_Task brief_: Print the first line of the records below and every line after it, up to and including the line with "point(184, 139)". Print nothing else.

[[ Data extracts open ]]

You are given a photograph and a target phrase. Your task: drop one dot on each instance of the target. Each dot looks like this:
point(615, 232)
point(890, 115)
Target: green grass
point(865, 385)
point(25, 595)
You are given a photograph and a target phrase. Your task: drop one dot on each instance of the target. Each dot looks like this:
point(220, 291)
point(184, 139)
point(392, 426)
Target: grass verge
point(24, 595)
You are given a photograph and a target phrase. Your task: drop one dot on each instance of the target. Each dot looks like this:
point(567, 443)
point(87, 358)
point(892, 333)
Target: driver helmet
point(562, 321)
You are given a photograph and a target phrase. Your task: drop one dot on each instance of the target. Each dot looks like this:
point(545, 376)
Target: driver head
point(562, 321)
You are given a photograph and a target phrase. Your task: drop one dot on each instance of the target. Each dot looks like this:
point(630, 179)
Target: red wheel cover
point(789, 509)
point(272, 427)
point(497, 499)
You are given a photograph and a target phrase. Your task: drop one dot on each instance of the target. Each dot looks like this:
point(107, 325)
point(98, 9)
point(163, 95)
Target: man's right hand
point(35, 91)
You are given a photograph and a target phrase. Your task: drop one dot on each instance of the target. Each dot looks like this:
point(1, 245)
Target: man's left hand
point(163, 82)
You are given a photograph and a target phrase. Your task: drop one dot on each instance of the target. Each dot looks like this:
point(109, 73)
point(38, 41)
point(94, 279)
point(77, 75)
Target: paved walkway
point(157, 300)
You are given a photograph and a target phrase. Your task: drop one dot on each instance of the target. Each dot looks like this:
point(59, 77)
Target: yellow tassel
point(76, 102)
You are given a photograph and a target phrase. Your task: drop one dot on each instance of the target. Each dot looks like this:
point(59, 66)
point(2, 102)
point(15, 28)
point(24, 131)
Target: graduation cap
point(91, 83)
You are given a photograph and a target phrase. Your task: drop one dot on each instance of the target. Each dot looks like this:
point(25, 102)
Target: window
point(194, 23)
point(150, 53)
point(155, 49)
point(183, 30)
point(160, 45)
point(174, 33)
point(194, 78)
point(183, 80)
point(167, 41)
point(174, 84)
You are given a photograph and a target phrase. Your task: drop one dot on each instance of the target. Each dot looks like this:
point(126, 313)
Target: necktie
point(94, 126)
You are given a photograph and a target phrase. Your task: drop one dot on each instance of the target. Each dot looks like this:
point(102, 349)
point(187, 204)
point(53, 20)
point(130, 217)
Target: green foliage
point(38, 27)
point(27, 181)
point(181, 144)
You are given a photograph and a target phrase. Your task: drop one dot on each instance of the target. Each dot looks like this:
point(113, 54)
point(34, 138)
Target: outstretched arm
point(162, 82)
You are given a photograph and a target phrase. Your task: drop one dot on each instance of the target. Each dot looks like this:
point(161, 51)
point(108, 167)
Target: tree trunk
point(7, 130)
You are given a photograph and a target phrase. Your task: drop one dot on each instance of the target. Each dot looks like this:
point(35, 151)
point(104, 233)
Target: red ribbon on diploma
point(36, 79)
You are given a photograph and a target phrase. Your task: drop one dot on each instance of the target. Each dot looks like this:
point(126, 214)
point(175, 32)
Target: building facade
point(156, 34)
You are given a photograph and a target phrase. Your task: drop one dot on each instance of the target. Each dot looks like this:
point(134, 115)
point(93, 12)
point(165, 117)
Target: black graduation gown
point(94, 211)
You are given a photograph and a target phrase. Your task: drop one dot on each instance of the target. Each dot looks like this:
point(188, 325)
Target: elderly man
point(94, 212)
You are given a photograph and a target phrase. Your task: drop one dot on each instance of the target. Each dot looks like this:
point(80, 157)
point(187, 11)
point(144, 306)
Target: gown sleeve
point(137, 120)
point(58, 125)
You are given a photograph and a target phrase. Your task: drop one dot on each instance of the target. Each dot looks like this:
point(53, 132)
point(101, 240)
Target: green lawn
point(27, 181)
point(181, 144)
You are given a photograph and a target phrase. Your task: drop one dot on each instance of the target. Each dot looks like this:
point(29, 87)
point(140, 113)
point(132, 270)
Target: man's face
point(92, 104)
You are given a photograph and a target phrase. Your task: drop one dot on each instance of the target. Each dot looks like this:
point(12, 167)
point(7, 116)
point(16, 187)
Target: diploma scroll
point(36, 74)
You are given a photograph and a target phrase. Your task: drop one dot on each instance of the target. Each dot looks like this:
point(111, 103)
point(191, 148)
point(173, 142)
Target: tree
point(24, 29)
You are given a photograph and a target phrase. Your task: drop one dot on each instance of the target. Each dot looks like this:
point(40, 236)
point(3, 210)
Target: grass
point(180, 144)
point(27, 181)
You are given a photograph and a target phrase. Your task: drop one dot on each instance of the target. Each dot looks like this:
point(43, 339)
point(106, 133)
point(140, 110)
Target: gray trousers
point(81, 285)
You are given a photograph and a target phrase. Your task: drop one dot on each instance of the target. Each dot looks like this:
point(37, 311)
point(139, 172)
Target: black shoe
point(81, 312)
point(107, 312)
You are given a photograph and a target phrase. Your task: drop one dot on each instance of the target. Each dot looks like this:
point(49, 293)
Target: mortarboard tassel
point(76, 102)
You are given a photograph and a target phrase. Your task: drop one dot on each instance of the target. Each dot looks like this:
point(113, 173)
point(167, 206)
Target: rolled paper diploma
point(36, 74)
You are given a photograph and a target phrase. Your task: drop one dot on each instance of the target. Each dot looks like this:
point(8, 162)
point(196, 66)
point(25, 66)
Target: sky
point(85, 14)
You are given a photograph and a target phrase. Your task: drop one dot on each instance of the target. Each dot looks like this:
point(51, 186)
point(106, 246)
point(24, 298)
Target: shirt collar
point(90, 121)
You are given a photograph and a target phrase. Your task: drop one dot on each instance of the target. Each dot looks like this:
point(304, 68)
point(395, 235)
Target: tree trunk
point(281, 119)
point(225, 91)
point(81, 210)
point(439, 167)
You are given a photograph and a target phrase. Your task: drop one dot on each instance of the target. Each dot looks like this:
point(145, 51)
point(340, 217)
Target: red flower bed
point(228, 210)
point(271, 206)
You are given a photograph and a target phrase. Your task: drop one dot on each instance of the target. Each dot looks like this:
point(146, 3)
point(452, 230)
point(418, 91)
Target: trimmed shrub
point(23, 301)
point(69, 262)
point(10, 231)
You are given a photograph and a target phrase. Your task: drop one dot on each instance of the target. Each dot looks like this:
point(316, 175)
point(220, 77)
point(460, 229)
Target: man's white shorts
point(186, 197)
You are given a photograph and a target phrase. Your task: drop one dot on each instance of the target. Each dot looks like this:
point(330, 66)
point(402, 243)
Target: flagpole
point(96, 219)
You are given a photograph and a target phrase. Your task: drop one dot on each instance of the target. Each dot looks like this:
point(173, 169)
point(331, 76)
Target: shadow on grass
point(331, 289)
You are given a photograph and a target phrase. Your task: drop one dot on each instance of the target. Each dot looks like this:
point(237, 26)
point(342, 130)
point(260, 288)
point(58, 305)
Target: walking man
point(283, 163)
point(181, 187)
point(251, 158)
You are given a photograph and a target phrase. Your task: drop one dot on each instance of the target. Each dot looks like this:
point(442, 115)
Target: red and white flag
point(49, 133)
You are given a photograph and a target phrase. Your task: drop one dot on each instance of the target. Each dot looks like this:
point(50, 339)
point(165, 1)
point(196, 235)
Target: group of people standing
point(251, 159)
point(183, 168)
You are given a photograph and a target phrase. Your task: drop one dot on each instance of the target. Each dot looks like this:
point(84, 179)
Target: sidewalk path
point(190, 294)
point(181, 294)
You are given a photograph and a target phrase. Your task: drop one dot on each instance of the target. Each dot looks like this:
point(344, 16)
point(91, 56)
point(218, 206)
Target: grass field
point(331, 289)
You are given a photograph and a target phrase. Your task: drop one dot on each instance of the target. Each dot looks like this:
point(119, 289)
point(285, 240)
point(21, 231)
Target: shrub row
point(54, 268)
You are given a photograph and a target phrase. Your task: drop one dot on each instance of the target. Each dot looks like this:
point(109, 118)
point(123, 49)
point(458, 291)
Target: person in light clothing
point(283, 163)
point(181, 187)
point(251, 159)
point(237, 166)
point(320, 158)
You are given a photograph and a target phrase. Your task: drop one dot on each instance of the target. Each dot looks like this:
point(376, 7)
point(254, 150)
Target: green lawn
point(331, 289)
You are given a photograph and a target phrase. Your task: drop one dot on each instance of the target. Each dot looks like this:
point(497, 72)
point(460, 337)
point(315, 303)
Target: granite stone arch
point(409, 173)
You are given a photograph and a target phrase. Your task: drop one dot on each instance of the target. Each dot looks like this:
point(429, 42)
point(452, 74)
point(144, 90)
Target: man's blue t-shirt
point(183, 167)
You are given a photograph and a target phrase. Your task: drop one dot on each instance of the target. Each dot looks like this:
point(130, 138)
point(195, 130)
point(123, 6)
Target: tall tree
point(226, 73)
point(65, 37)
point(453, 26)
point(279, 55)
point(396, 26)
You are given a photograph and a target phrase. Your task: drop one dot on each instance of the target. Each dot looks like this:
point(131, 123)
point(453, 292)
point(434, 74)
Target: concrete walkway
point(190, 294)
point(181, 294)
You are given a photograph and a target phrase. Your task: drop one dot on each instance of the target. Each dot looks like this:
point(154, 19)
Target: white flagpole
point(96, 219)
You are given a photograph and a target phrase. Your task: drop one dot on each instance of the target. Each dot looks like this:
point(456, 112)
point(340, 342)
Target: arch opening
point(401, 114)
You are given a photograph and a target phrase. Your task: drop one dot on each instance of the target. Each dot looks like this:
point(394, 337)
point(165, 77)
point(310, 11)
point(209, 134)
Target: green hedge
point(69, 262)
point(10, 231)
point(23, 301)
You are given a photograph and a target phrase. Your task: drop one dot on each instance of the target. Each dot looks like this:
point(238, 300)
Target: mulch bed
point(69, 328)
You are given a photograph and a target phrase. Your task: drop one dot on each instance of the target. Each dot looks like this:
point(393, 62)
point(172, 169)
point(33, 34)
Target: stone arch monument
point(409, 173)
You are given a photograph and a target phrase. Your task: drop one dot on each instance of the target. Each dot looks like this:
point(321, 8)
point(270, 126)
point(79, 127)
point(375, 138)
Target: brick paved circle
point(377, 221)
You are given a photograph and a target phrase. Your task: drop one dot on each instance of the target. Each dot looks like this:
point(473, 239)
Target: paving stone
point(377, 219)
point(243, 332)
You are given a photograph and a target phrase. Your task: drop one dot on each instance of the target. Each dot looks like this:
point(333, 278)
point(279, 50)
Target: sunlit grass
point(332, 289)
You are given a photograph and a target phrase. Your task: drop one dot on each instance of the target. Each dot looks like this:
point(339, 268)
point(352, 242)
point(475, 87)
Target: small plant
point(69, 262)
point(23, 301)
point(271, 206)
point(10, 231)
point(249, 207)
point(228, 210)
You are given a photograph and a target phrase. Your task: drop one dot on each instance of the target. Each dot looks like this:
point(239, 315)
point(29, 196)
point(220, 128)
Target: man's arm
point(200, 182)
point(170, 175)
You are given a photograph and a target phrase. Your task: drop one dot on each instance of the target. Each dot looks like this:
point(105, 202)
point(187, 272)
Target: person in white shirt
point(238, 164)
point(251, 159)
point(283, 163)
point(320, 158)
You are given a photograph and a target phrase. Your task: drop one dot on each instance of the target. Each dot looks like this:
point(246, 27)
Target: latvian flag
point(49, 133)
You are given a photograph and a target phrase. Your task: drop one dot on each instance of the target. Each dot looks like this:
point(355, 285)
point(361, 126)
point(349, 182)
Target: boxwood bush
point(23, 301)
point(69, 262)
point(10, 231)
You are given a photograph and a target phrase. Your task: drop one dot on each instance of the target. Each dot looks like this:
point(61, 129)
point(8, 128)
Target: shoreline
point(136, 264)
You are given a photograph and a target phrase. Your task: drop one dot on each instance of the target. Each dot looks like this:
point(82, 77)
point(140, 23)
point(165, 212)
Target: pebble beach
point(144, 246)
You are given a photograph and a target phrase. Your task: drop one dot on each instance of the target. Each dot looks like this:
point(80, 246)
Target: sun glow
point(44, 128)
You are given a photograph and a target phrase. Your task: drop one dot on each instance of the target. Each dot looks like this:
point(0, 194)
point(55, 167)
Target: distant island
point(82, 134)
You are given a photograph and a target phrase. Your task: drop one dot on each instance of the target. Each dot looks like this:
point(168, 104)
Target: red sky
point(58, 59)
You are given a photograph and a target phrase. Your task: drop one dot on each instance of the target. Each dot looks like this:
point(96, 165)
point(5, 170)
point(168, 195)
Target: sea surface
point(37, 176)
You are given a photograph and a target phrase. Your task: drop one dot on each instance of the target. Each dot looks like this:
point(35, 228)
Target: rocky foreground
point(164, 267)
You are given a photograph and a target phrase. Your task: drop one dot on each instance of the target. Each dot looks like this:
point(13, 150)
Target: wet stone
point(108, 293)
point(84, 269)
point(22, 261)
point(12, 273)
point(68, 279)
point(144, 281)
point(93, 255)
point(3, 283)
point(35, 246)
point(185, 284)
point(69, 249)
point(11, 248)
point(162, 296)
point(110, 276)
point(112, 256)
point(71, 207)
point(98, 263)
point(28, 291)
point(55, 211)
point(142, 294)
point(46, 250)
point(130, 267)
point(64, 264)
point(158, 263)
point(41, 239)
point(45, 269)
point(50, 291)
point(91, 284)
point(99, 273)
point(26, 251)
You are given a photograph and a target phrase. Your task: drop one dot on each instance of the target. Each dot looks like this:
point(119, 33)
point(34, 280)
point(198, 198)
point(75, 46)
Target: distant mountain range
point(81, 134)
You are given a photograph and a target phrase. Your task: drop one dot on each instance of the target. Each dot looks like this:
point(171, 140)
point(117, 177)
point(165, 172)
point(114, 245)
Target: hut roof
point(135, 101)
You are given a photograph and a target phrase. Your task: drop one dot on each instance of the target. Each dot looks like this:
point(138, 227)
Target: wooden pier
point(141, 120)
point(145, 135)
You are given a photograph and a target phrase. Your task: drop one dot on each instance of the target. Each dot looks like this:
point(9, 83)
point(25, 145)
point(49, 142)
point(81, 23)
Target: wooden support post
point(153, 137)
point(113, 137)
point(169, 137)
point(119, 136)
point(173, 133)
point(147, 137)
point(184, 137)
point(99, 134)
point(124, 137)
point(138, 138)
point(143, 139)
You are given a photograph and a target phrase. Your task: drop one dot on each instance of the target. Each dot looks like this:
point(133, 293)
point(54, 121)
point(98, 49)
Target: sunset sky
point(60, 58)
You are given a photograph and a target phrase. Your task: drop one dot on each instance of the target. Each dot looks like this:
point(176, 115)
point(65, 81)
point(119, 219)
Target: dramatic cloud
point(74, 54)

[[ Data extracts closed ]]

_Answer section_:
You are given a photograph and a target phrase. Your task: drop one dot on each instance of the target. Each dot looks like this:
point(615, 232)
point(890, 115)
Target: green grass
point(865, 385)
point(25, 595)
You are given a photograph and a target phrase. Your task: drop one dot on each instance of the target. Each dot looks like this:
point(220, 291)
point(184, 139)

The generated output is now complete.